__What needs to be done__. Pick out each line below that contains the word "blue" and copy it.

[Entries taken from a collection]
- - - - -
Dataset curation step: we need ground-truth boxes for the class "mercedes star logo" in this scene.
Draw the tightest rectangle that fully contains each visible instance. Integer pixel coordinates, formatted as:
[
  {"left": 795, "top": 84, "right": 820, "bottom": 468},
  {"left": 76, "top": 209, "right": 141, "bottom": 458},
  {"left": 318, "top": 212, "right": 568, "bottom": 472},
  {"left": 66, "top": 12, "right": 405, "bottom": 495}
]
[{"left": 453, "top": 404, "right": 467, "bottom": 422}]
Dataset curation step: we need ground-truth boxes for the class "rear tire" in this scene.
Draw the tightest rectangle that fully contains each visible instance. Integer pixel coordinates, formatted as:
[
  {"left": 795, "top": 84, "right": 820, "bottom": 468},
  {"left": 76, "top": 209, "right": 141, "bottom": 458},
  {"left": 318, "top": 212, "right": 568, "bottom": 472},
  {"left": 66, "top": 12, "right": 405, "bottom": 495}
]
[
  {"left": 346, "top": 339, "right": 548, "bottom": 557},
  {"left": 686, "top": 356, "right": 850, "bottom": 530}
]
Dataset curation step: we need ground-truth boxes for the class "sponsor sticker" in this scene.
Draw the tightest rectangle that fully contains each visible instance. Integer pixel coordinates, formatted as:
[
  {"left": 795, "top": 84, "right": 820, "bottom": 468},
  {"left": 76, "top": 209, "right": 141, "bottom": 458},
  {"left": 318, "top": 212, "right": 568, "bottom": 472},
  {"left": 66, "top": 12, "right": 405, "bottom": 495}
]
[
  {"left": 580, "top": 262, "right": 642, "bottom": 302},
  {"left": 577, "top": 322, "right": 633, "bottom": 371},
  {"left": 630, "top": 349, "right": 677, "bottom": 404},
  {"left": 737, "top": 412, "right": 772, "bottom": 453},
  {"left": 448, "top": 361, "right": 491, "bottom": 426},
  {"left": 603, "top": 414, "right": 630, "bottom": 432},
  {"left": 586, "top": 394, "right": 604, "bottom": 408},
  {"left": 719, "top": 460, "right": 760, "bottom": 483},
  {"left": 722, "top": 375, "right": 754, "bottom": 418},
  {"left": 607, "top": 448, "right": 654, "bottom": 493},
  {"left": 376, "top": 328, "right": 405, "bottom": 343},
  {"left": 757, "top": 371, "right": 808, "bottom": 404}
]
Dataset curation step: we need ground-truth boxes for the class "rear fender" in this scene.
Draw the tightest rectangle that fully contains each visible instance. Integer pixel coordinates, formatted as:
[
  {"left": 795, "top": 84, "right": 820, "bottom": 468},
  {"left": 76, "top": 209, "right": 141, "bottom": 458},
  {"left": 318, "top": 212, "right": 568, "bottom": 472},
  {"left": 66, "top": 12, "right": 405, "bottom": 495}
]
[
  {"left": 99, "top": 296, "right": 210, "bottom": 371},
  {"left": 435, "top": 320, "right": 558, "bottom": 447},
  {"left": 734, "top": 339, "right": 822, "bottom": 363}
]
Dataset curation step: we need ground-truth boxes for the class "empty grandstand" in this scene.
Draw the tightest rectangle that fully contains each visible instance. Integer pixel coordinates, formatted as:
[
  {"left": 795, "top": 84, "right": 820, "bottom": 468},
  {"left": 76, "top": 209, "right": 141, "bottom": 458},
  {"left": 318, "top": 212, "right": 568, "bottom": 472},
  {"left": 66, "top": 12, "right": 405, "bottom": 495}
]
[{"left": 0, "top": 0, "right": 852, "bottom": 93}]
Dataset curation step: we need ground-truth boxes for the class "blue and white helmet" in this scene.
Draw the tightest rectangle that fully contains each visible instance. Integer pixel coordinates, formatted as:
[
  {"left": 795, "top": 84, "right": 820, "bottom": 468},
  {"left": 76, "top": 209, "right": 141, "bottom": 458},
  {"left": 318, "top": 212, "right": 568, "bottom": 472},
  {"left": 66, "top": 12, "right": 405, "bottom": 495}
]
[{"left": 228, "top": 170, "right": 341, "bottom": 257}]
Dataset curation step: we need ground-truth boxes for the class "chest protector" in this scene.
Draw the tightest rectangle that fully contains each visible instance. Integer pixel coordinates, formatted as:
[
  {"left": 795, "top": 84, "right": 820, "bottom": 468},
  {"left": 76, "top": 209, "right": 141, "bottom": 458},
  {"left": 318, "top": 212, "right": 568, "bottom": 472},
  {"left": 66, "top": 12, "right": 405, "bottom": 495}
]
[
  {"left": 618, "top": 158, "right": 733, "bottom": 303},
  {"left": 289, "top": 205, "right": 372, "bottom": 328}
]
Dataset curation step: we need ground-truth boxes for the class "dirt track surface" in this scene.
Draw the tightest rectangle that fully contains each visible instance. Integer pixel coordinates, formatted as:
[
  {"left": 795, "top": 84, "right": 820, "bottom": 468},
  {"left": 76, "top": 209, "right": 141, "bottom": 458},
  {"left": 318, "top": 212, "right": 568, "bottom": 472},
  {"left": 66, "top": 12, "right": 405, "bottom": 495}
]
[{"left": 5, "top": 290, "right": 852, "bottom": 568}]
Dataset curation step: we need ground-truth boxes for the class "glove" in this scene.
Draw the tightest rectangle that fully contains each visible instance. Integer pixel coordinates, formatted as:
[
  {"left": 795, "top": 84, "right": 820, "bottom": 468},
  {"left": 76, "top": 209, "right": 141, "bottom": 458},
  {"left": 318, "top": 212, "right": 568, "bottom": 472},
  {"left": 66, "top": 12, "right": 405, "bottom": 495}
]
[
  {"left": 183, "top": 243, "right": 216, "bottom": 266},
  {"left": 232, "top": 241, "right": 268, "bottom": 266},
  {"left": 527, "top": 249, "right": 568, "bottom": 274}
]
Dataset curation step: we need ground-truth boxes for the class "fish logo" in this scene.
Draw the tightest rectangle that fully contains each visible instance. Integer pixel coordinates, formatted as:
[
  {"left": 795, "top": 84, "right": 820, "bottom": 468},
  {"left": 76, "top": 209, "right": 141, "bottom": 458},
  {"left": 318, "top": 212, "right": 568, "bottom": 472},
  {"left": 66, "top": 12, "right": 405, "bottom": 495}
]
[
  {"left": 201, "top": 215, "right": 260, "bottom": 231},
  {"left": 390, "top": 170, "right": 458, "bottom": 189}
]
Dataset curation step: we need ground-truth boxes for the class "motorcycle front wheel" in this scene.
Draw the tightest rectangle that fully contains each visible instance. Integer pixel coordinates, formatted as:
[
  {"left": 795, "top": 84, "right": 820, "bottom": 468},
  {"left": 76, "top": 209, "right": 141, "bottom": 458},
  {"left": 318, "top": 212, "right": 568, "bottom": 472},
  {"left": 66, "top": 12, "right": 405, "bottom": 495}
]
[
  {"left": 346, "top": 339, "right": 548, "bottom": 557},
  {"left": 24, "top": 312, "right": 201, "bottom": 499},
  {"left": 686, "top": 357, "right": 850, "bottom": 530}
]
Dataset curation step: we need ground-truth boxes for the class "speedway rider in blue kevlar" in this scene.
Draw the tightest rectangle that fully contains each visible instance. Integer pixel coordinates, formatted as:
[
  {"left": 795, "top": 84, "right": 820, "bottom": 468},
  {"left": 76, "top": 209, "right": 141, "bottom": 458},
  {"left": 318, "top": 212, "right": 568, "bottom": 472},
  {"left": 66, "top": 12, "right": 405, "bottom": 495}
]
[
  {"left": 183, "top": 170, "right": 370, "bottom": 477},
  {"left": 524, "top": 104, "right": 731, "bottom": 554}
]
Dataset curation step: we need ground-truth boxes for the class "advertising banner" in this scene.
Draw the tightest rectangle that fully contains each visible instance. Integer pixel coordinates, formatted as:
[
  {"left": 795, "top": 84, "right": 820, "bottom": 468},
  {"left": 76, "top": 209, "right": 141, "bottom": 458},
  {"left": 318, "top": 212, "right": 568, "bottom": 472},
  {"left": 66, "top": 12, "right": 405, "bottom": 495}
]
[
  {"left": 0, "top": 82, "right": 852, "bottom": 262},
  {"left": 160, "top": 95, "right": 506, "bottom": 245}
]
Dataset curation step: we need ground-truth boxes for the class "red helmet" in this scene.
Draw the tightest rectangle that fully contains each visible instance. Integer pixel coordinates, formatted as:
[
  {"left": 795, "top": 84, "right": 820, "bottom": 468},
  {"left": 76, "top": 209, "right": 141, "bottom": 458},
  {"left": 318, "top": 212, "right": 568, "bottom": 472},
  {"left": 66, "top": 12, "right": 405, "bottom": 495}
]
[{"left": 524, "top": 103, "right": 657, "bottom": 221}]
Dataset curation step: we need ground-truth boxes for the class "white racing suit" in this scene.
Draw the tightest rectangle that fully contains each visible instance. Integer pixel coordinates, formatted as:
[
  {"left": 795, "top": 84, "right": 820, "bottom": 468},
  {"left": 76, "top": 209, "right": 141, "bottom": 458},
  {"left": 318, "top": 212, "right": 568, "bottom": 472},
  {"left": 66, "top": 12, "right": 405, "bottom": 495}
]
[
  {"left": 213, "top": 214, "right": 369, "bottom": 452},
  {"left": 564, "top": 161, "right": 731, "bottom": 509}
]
- - - - -
__Complete answer__.
Dataset curation step: we need ground-truth boxes for the class "blue and white helmet" in this scene.
Dataset curation step: we need ground-truth boxes for the class "speedway rider in blue kevlar" in this scene.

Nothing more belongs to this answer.